# EXERCISE DESCRIPTION
Extract each line from the rows below that contains the word "jersey" and copy it in full.

======== EXERCISE INPUTS ========

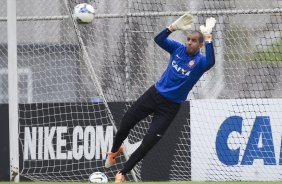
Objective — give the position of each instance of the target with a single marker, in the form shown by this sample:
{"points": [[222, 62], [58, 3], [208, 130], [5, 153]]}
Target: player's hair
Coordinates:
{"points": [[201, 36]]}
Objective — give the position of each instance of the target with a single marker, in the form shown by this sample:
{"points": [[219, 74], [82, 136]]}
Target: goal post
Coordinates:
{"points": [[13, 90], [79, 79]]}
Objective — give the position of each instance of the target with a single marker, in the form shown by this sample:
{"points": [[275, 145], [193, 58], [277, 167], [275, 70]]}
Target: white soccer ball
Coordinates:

========
======== EXERCISE INPUTS ========

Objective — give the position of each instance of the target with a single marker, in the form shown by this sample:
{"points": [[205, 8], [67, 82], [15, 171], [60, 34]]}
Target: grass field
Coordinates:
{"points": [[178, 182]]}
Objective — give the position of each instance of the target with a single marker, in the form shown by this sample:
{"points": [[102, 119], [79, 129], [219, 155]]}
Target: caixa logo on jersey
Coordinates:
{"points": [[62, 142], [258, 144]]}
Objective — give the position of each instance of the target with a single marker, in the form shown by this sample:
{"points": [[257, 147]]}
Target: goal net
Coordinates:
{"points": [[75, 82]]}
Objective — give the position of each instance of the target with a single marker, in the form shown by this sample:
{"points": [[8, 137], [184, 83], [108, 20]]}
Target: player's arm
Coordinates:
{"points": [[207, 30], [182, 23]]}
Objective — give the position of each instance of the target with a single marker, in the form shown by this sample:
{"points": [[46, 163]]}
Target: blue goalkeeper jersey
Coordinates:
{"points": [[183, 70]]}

========

# RESPONSE FOR THIS EXERCISE
Target: caixa logo on jersey
Target: blue goalkeeper jersey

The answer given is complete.